:: Provided data ::
>> begin
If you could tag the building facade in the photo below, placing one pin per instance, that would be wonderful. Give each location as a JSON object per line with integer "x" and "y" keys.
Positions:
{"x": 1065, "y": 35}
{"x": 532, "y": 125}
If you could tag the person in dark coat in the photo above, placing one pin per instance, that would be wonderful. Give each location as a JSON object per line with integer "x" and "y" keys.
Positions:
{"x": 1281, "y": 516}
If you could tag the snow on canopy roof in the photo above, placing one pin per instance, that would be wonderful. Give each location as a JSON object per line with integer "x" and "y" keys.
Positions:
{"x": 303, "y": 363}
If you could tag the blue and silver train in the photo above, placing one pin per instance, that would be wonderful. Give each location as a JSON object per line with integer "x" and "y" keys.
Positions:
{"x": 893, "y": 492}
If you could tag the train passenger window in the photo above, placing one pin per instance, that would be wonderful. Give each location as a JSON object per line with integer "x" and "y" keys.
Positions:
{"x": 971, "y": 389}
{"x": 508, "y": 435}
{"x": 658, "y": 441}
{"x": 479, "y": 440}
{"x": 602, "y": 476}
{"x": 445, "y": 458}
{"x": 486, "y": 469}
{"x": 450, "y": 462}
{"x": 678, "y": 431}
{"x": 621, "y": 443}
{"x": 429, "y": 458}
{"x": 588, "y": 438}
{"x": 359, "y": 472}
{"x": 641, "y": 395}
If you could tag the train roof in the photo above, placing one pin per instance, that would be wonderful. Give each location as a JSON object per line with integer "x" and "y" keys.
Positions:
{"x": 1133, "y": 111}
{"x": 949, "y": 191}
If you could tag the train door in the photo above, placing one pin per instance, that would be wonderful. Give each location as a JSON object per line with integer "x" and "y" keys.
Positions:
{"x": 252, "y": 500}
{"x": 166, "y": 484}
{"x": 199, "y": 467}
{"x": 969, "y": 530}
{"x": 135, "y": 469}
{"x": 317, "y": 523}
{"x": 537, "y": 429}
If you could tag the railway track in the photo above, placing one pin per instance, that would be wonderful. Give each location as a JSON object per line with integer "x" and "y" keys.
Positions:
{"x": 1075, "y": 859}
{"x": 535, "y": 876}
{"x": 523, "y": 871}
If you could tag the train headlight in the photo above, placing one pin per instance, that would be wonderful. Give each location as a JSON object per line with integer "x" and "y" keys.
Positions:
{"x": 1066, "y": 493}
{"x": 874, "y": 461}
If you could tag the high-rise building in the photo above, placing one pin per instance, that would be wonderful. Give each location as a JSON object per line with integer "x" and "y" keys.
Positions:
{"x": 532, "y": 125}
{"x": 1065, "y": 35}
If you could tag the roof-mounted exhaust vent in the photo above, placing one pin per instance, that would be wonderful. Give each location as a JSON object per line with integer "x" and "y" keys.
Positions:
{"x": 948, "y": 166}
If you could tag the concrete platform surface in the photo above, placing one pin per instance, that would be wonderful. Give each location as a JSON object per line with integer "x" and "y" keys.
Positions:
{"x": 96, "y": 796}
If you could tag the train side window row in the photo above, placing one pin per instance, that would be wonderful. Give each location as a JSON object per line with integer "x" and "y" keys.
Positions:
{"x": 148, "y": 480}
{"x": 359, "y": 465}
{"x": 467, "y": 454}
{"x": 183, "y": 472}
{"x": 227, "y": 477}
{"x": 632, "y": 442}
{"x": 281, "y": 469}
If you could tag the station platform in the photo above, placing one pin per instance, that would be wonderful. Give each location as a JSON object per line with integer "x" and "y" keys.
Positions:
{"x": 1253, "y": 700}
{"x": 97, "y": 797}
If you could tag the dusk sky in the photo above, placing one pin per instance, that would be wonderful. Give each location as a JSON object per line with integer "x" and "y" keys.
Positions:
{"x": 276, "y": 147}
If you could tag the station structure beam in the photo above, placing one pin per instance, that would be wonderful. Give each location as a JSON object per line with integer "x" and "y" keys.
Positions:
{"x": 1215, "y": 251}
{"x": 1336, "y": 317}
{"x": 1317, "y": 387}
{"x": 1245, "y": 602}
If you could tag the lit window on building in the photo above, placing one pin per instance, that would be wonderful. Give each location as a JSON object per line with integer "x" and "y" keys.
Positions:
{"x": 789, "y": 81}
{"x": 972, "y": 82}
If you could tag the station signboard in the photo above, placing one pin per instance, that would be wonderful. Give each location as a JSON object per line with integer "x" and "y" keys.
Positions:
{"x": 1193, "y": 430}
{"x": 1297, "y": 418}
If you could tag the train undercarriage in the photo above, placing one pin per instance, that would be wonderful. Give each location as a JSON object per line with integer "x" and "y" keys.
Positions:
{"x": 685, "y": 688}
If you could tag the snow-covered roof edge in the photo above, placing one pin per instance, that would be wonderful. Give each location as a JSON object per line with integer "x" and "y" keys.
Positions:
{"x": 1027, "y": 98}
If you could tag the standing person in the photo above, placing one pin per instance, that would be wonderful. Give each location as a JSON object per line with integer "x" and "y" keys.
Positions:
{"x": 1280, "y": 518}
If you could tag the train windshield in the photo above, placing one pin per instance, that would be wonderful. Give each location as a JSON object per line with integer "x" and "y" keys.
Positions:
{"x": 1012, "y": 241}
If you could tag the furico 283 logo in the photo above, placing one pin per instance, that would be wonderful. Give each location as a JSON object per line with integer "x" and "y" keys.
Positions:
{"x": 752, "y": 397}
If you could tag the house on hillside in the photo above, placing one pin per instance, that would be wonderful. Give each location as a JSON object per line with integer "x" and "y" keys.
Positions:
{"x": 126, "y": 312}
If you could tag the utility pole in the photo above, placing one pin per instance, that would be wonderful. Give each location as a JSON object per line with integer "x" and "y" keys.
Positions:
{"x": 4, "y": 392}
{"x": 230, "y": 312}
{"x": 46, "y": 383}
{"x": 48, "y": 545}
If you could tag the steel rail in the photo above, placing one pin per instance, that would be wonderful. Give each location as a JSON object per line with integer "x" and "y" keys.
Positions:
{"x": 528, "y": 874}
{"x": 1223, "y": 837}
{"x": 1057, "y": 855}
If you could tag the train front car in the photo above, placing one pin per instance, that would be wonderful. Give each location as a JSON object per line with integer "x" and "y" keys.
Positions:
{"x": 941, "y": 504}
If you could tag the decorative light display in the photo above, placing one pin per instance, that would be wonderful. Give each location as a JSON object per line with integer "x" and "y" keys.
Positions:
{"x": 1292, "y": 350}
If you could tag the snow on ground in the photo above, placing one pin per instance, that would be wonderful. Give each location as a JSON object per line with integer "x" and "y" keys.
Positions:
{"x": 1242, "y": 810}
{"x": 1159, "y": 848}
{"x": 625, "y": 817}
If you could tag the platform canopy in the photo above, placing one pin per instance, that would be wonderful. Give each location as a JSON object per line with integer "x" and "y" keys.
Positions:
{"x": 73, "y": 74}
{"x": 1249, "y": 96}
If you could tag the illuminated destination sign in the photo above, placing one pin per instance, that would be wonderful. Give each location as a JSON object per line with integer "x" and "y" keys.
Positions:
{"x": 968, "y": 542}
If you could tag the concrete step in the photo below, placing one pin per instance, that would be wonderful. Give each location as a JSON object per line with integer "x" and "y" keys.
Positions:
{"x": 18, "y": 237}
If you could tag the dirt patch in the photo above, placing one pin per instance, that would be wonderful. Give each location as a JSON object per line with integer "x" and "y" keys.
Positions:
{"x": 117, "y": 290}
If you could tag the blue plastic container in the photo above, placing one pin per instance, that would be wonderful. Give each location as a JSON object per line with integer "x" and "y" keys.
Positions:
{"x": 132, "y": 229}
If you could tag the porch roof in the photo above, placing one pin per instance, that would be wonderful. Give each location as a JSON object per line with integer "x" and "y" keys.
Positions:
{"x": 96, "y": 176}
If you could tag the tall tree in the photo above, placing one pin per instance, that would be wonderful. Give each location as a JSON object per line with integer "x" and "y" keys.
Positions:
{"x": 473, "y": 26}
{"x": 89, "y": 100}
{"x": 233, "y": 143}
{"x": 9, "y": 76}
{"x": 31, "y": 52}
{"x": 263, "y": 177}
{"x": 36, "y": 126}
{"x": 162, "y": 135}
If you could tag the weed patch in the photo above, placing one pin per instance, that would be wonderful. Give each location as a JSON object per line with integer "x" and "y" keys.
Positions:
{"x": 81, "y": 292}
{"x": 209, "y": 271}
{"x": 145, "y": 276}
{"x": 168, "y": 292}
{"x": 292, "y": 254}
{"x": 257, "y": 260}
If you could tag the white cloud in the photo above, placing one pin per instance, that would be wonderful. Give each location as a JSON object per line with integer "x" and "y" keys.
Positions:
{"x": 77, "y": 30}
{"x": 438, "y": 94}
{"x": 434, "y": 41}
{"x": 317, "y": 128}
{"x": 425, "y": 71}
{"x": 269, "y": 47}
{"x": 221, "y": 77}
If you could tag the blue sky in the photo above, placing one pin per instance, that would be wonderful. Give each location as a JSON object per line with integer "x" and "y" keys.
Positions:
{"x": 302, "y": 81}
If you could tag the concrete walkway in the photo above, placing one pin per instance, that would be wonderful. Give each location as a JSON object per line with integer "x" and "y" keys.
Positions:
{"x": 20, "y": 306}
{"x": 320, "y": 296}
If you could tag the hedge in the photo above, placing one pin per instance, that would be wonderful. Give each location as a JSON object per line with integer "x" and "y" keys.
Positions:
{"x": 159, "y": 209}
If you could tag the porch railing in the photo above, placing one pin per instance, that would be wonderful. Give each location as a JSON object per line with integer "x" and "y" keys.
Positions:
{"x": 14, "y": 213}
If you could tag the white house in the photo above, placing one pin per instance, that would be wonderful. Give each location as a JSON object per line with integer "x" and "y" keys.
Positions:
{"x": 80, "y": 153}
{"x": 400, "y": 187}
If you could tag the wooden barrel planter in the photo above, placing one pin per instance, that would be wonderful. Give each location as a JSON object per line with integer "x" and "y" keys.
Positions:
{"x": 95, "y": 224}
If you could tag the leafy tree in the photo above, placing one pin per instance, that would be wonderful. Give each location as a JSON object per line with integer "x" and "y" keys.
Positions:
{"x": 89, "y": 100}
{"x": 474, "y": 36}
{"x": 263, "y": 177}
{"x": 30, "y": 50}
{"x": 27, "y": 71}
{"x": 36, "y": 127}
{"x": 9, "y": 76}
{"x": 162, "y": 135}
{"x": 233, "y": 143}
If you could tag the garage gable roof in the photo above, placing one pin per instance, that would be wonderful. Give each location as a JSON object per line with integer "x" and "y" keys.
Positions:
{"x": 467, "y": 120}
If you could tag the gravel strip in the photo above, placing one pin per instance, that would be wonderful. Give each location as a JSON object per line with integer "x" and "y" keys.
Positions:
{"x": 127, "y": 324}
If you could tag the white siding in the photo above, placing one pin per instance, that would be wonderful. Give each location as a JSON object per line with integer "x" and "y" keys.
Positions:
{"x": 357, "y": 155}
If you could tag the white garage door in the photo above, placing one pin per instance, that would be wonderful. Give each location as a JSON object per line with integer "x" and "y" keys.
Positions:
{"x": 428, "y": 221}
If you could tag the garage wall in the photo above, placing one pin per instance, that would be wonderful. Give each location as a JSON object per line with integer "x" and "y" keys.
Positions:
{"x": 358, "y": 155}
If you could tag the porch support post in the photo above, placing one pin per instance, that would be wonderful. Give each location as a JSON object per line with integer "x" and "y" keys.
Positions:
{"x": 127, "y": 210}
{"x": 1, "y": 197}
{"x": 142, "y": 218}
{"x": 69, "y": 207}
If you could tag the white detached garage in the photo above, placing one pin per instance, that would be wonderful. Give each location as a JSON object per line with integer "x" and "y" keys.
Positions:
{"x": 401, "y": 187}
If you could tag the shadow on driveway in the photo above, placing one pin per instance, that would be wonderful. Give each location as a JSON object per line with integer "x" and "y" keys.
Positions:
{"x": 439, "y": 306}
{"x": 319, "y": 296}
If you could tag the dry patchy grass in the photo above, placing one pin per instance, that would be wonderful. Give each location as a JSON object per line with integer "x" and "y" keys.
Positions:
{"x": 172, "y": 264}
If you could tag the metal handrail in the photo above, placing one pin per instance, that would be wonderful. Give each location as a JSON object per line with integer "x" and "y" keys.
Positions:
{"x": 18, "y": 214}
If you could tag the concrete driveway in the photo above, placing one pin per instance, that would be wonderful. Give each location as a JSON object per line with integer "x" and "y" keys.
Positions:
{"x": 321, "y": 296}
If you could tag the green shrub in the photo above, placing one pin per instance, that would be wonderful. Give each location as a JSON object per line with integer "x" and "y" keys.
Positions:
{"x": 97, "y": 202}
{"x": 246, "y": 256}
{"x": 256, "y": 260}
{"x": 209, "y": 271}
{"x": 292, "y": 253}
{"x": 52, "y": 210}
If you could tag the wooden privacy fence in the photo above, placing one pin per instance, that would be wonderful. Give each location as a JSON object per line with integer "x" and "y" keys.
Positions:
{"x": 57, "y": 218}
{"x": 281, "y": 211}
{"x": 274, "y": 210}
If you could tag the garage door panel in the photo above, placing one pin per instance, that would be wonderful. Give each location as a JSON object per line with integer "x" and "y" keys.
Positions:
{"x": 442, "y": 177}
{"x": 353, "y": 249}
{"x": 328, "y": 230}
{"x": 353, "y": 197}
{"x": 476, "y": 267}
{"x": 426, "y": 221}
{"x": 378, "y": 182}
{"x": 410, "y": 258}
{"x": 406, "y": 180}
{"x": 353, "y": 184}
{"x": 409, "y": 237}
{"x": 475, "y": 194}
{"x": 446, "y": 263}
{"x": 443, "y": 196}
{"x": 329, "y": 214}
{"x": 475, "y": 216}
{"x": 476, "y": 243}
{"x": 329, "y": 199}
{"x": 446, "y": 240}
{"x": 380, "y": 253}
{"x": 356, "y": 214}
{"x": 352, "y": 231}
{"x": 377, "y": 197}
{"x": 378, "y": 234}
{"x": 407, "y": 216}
>> end
:: Problem statement ::
Extract every line from the one containing "If you could tag the green" through the last line of the data, inclusive, exactly as written.

:: The reply ::
If you could tag the green shrub in the photo above, placing one pin per instance, that would be wonderful. Give each location as a JSON object per line with integer "x" and "y" keys.
Positions:
{"x": 97, "y": 202}
{"x": 246, "y": 256}
{"x": 256, "y": 260}
{"x": 209, "y": 271}
{"x": 292, "y": 253}
{"x": 52, "y": 210}
If you could tag the wooden privacy fence in the photo above, placing one pin per instance, that would be wonderful. Give each location as a JSON object per line with integer "x" and "y" keys.
Positions:
{"x": 57, "y": 218}
{"x": 281, "y": 211}
{"x": 274, "y": 210}
If you could tag the garage door panel in the photo above, placing one pin per instance, that would be wonderful. Give each location as a JSON object per line with integer "x" and "y" keys.
Positions:
{"x": 442, "y": 177}
{"x": 353, "y": 249}
{"x": 328, "y": 230}
{"x": 353, "y": 197}
{"x": 476, "y": 267}
{"x": 426, "y": 221}
{"x": 378, "y": 182}
{"x": 410, "y": 258}
{"x": 406, "y": 180}
{"x": 353, "y": 184}
{"x": 409, "y": 237}
{"x": 475, "y": 194}
{"x": 446, "y": 263}
{"x": 443, "y": 196}
{"x": 329, "y": 214}
{"x": 475, "y": 216}
{"x": 476, "y": 243}
{"x": 329, "y": 199}
{"x": 446, "y": 240}
{"x": 380, "y": 253}
{"x": 356, "y": 214}
{"x": 352, "y": 231}
{"x": 377, "y": 197}
{"x": 378, "y": 234}
{"x": 407, "y": 216}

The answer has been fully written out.